:: What to produce ::
From the Prosper Allemand biography below, reproduce verbatim the passage that starts at "Personal details" and ends after "Basses-Alpes (now Alpes-de-Haute-Provence).".

:: Document extract ::

===============

Representative of Basses-Alpes
- In office 2 July 1871 – 7 March 1876

Deputy of Basses-Alpes (Digne)
- In office 20 February 1876 – 14 October 1881

Personal details
- Born: 16 July 1815 Allemagne, Basses-Alpes, France
- Died: 3 March 1901 (aged 85) Allemagne, Basses-Alpes, France
- Occupation: Doctor, politician

= Prosper Allemand =

French doctor and politician (1815–1901)

Pierre Léger Prosper Allemand (16 July 1815 – 3 March 1901) was a French medical doctor and politician, a strong opponent of the government during the Second French Empire, who was Deputy of Basses-Alpes from 1871 to 1881 during the French Third Republic.

==Early years==

Pierre Léger Prosper Allemand was born on 16 July 1815 in Allemagne, Basses-Alpes (now Alpes-de-Haute-Provence).

===============

:: Source material ::
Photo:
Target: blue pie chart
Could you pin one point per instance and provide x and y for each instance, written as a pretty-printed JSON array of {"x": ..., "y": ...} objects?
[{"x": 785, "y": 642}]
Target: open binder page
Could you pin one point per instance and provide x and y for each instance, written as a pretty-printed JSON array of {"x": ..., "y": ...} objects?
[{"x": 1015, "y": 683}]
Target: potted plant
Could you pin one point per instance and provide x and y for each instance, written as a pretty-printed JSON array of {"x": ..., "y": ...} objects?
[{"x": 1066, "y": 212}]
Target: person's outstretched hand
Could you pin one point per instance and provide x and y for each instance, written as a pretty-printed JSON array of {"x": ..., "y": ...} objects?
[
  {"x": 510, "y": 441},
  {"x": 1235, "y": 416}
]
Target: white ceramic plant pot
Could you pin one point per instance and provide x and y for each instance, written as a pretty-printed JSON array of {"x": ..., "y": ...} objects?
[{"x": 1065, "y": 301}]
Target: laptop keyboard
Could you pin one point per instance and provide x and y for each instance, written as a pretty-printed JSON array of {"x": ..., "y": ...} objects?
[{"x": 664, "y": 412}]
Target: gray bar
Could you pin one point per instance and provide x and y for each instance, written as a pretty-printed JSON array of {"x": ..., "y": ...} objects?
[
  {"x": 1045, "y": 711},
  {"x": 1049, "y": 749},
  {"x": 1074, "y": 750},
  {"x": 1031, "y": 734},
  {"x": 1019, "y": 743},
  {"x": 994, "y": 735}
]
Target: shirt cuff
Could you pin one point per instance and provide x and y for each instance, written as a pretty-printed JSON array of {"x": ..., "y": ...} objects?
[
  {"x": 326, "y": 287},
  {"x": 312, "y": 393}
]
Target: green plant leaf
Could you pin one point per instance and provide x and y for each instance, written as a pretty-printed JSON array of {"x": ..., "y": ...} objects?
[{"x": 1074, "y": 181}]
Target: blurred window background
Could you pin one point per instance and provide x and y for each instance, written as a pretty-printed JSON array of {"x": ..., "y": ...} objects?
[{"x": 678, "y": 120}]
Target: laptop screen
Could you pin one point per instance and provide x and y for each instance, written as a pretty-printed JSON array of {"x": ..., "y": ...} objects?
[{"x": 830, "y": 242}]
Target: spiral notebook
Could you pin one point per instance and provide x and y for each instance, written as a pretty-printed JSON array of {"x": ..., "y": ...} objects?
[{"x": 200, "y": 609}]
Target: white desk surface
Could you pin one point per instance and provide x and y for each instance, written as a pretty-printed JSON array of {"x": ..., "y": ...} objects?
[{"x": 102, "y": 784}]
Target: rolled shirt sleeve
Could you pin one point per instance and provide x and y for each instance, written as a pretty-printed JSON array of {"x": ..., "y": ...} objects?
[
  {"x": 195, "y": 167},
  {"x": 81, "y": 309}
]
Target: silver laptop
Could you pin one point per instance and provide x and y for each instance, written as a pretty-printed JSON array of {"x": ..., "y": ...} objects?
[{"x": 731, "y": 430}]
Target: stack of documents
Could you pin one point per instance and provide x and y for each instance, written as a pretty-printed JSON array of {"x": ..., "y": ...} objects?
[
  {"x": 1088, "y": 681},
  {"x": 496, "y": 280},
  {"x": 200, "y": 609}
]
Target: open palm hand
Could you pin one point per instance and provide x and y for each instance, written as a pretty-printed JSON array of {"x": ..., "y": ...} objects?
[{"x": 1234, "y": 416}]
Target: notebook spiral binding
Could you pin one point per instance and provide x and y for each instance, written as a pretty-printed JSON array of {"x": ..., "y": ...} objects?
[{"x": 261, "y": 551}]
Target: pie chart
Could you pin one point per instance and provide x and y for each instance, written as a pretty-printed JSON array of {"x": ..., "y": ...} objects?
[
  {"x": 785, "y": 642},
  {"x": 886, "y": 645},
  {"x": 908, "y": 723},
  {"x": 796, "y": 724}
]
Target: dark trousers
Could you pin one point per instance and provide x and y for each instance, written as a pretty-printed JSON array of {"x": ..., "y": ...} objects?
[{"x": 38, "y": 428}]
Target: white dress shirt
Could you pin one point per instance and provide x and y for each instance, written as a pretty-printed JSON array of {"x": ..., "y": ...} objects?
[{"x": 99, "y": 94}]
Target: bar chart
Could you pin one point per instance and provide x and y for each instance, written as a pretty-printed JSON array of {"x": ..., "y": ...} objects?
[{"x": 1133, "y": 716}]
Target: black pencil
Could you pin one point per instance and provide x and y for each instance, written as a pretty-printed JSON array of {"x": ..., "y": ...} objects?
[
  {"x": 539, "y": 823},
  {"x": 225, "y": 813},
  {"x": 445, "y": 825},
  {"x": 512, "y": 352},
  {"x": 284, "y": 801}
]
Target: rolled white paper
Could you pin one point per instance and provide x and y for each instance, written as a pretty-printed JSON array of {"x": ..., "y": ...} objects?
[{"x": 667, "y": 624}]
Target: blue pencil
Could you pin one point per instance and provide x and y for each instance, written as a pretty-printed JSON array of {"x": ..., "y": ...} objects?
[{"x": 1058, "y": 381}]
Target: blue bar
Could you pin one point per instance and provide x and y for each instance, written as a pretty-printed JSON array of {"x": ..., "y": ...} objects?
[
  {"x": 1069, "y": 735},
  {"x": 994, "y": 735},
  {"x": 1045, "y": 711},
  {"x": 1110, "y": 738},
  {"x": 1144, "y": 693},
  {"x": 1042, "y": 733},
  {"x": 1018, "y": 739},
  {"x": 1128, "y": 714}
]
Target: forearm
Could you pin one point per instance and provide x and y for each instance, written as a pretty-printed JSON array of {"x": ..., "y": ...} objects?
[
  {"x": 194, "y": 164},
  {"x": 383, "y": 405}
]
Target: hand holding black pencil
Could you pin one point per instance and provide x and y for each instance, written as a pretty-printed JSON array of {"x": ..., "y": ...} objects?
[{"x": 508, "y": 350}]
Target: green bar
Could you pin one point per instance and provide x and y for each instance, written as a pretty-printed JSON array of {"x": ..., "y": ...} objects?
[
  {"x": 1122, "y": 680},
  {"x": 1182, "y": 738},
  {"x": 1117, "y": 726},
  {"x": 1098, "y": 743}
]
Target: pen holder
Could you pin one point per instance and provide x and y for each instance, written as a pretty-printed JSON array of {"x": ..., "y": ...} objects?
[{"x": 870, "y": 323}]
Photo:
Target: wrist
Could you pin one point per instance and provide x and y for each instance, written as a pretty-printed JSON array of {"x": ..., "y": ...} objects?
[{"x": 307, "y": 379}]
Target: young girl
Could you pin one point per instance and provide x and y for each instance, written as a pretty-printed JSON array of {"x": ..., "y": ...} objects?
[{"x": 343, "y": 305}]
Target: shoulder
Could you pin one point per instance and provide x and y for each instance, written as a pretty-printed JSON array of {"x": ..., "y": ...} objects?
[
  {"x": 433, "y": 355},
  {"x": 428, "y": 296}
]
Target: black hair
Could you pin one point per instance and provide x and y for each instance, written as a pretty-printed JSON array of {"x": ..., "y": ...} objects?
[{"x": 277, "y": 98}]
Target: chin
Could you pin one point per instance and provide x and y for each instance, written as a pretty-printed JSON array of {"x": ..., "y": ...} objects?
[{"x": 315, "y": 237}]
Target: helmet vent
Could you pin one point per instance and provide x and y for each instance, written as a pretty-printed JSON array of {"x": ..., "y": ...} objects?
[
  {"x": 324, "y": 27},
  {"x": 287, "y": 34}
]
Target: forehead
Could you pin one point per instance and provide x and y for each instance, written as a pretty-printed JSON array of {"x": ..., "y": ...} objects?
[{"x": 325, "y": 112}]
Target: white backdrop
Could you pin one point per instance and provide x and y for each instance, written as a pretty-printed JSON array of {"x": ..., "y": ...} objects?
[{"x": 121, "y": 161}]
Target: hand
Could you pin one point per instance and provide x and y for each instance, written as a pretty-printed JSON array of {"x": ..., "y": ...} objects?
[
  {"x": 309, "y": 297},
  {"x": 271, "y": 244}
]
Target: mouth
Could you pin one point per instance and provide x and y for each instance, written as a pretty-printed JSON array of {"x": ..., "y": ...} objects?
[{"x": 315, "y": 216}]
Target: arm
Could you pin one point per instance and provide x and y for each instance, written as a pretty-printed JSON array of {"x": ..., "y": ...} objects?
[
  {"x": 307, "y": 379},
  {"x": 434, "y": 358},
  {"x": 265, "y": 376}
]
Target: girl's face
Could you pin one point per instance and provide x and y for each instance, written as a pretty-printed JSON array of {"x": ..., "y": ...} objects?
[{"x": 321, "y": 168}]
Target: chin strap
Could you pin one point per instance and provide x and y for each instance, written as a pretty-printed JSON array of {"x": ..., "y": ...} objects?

===============

:: Response area ::
Personal details
- Born: 16 July 1815 Allemagne, Basses-Alpes, France
- Died: 3 March 1901 (aged 85) Allemagne, Basses-Alpes, France
- Occupation: Doctor, politician

= Prosper Allemand =

French doctor and politician (1815–1901)

Pierre Léger Prosper Allemand (16 July 1815 – 3 March 1901) was a French medical doctor and politician, a strong opponent of the government during the Second French Empire, who was Deputy of Basses-Alpes from 1871 to 1881 during the French Third Republic.

==Early years==

Pierre Léger Prosper Allemand was born on 16 July 1815 in Allemagne, Basses-Alpes (now Alpes-de-Haute-Provence).